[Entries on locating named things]
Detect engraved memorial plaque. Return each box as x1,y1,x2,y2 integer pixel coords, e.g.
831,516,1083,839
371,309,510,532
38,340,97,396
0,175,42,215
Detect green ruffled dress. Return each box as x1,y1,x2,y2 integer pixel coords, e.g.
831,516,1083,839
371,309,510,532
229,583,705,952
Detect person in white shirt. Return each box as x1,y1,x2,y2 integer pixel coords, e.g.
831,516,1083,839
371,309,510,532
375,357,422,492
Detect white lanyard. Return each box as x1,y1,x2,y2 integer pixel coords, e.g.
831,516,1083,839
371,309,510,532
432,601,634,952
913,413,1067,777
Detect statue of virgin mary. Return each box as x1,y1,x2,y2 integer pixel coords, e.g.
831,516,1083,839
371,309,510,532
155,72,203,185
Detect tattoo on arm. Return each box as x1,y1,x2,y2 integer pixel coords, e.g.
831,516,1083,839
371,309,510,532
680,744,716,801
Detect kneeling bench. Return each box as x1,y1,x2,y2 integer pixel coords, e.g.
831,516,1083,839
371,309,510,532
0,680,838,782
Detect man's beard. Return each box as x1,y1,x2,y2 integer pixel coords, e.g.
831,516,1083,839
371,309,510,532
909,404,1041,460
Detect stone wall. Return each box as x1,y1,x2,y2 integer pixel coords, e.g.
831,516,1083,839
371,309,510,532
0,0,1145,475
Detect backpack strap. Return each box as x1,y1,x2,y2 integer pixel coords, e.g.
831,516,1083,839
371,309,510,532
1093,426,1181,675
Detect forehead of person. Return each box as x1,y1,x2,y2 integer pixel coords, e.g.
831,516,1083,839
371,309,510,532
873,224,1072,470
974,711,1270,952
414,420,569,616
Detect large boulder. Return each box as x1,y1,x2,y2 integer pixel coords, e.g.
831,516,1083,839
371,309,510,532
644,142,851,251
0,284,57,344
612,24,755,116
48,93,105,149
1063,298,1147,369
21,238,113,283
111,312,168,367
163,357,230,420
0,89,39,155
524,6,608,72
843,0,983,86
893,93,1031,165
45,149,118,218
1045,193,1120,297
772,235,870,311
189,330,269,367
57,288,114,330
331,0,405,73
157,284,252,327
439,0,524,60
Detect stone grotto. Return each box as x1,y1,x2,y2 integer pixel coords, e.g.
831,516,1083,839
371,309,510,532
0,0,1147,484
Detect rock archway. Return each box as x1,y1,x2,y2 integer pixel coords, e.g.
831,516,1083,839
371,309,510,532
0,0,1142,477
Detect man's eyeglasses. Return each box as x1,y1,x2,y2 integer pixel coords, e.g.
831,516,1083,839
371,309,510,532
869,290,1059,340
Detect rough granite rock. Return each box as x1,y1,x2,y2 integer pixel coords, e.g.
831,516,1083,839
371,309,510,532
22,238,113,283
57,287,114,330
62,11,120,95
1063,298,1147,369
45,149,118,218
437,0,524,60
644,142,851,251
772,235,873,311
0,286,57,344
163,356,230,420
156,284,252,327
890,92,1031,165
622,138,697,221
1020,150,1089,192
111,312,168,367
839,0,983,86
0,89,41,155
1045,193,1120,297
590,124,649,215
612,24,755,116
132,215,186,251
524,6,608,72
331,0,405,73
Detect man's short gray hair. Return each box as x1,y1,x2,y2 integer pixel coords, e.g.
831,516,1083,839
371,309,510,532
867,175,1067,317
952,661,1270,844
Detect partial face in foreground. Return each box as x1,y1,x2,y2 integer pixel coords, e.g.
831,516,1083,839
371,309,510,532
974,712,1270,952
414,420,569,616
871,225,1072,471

-- What needs to be done --
Rewrite everything from the line containing "Detect kneeling bench." down to the line containing "869,290,1059,340", swapping "coords" for "coordinates" and leaving everything else as it is.

-- Exercise response --
Detect kneeling bench. Return each box as x1,y1,x2,y2 integer pixel coordinates, e.g.
831,516,1083,839
371,309,510,532
0,680,838,782
Detect man's beard. Return each box as x1,y1,x2,y2 integer pixel coordinates, e.g.
831,516,1083,839
371,309,510,532
909,404,1041,460
Detect stone wall. Return each box as x1,y1,x2,y2 integer pixel coordinates, e.g.
831,516,1083,839
371,309,510,532
0,0,1145,475
Detect backpack strap. Return each box as x1,y1,x2,y2 integer pixel coordinates, e.g.
831,516,1083,839
371,309,510,532
1093,426,1181,675
Detect forehead of person. Return each box as x1,y1,x2,y2 integer pixel coordinates, e.g.
831,516,1083,839
371,309,510,532
873,224,1072,470
974,711,1270,952
414,420,569,616
Detect large boulder. Return each box as x1,y1,x2,y2 integer pixel coordinates, e.g.
831,516,1083,839
371,309,510,532
644,142,851,251
0,284,57,344
612,24,755,116
48,93,105,149
1063,298,1147,369
21,238,113,283
111,312,168,367
163,357,230,420
0,89,39,155
524,6,608,72
843,0,983,86
893,93,1031,165
45,149,118,218
1045,193,1120,297
772,235,870,311
189,330,269,367
57,288,114,330
331,0,405,73
157,284,252,327
439,0,524,60
Detect stone grotto. Return each box as x1,y1,x2,y2 integer pixel coordinates, e.g.
831,516,1083,839
371,309,510,532
0,0,1147,484
Detect rock archway. Return each box as x1,y1,x2,y2 integer pixel coordinates, e.g.
831,516,1083,839
371,309,510,532
0,0,1142,477
Detect man's eyeglasses. Return each box as x1,y1,x2,y2 integer pixel coordinates, e.g.
831,516,1083,839
371,309,510,532
869,290,1059,340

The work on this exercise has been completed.